------ Materials provided ------

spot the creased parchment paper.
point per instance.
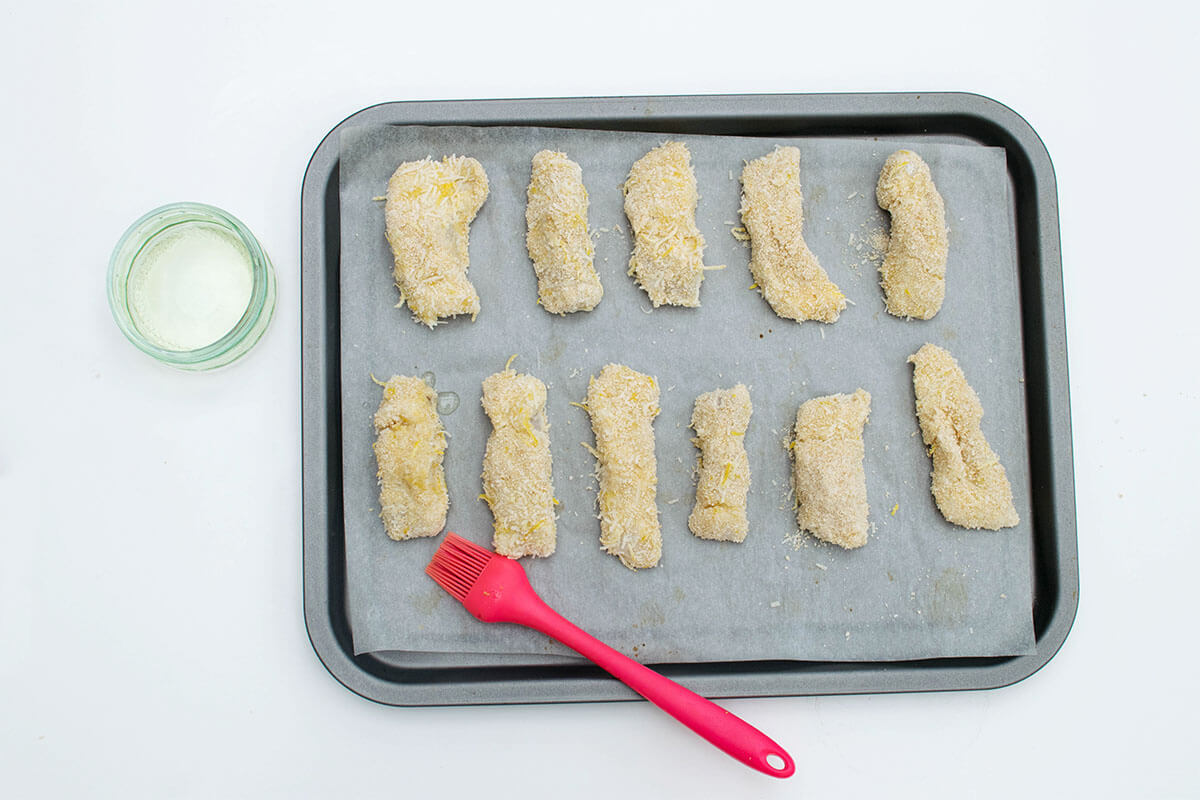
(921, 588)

------
------ Materials provided ------

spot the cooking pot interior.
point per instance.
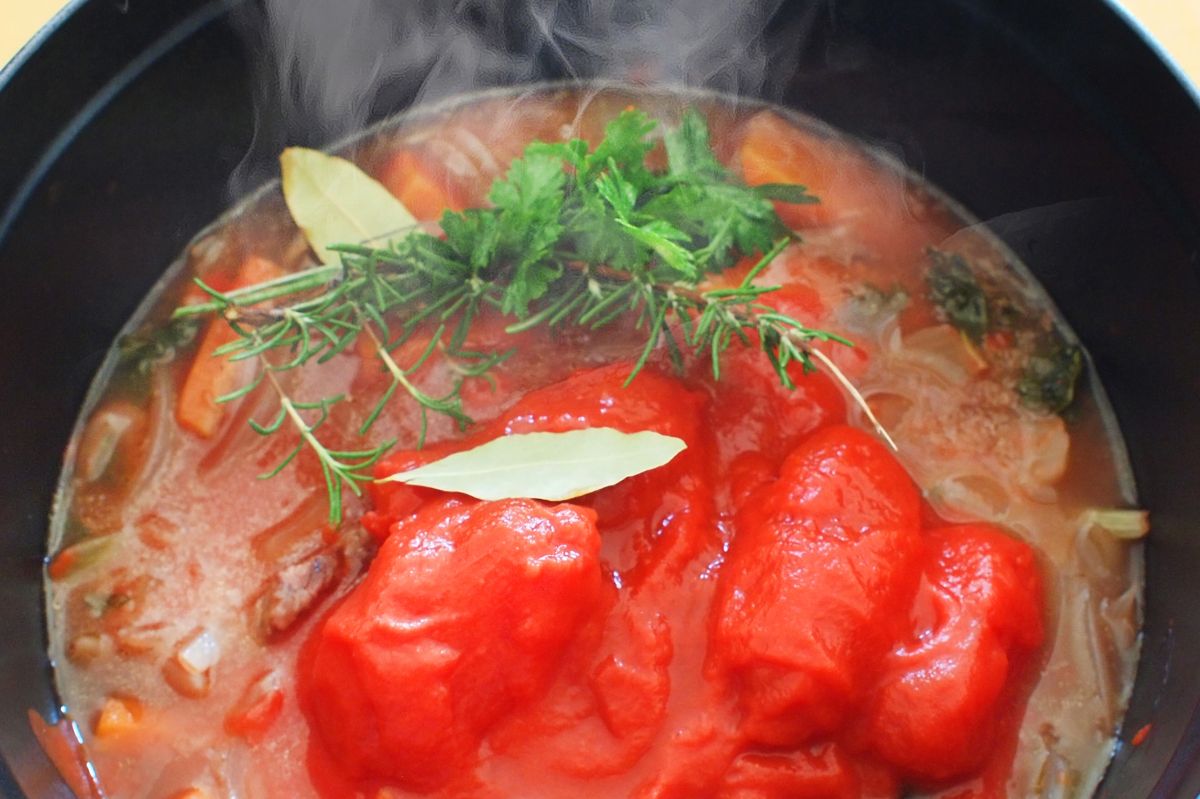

------
------ Materials provided ------

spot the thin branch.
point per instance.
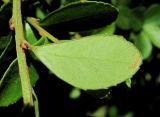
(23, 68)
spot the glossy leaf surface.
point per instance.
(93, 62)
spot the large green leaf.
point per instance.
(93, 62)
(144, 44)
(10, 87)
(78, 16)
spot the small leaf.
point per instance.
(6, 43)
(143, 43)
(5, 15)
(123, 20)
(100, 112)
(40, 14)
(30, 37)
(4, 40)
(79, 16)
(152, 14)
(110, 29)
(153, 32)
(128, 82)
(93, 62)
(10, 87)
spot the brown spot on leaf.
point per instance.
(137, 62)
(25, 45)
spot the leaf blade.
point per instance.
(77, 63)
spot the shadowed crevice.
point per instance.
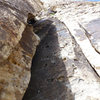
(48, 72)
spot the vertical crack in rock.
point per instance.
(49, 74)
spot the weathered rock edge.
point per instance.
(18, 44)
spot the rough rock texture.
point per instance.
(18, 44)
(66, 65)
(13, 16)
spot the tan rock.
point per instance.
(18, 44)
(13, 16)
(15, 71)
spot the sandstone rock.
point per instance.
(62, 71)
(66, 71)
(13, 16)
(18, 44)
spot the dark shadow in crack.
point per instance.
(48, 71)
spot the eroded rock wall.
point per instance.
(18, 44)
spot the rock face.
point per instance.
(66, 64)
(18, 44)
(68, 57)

------

◆ **Short task**:
Collect each line of the material above that contains the word "leaf".

◆ **Exercise answer**:
spot the glossy leaf surface.
spot the large green leaf.
spot the small leaf.
spot the brown spot on leaf.
spot the leaf blade.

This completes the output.